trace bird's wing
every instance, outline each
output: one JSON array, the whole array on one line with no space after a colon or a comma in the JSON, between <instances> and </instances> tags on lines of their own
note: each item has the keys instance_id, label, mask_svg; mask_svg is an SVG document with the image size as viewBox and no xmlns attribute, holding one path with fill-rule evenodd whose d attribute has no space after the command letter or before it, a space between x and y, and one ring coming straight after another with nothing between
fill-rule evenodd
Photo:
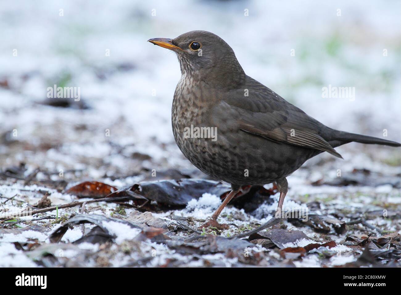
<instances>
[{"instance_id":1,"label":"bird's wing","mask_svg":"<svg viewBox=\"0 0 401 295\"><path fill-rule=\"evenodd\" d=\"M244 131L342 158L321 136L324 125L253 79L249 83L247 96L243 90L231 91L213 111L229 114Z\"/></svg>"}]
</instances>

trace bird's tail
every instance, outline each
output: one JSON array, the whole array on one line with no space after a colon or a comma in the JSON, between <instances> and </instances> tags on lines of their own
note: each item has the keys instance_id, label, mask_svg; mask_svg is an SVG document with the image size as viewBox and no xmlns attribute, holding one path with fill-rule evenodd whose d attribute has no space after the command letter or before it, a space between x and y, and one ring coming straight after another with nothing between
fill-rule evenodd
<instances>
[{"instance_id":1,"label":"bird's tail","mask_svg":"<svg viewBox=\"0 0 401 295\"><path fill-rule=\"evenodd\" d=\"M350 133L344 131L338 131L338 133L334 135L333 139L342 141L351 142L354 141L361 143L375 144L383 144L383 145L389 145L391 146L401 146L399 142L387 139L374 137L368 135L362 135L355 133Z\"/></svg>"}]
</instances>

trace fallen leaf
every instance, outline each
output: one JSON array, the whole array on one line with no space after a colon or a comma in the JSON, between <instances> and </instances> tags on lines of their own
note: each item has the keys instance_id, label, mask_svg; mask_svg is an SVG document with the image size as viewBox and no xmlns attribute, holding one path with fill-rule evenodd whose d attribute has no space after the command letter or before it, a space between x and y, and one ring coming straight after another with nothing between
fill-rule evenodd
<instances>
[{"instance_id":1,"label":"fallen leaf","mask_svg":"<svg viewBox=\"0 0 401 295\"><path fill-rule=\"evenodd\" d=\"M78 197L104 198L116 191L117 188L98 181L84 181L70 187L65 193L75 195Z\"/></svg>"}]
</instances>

++++++++++++++++++++

[YOUR TASK]: Gather each line of the records above that contains the string "trace". Case counts.

[CORRECT OUTPUT]:
trace bird's wing
trace bird's tail
trace fallen leaf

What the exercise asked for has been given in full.